(Selected passage begins)
How Do Large Language Models Acquire Factual Knowledge During Pretraining?
Hoyeon Chang, Jinho Park, Seonghyeon Ye, Sohee Yang, Youngkyung Seo, Du-Seong Chang, Minjoon Seo
2024-06-18

Summary
This paper explores how large language models (LLMs) learn and retain factual knowledge during their initial training phase, known as pretraining. It investigates the mechanisms behind this knowledge acquisition and highlights important findings about how these models function.
What's the problem?
While LLMs have shown they can store a lot of factual information, there is still a limited understanding of how they actually learn this knowledge during training. Many existing methods focus on simply increasing the amount of data used for training, but this doesn't always lead to better results. Additionally, LLMs often forget information over time, which can affect their performance when recalling facts.
What's the solution?
The authors conducted experiments to study how LLMs acquire and retain factual knowledge under different training conditions. They found that just using more data doesn't significantly improve the model's ability to remember facts. Instead, they discovered a pattern where LLMs trained with larger batches of data are better at retaining what they've learned. They also noted that using duplicated data can lead to faster forgetting of information. The research suggests that LLMs acquire knowledge by gradually increasing the chances of learning specific facts during training, but this knowledge can fade away if not reinforced.
(Selected passage ends)
(Data block begins)
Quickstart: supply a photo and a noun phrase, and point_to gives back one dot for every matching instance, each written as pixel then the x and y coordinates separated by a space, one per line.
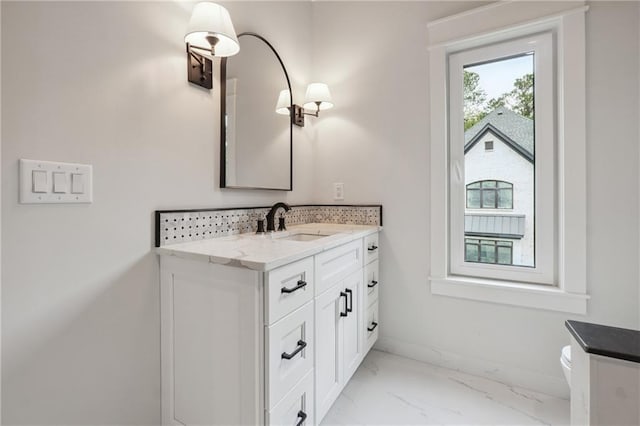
(Data block ends)
• Exercise requirements
- 1) Translate this sentence from the paper summary into Spanish: "They also noted that using duplicated data can lead to faster forgetting of information."
- 2) Duplicate the part of the paper summary starting with "What's the solution?" and going on through "if not reinforced.".
The material above is separate from the paper summary.

• Solutions per task
- 1) También señalaron que el uso de datos duplicados puede provocar un olvido más rápido de la información.

- 2)
What's the solution?
The authors conducted experiments to study how LLMs acquire and retain factual knowledge under different training conditions. They found that just using more data doesn't significantly improve the model's ability to remember facts. Instead, they discovered a pattern where LLMs trained with larger batches of data are better at retaining what they've learned. They also noted that using duplicated data can lead to faster forgetting of information. The research suggests that LLMs acquire knowledge by gradually increasing the chances of learning specific facts during training, but this knowledge can fade away if not reinforced.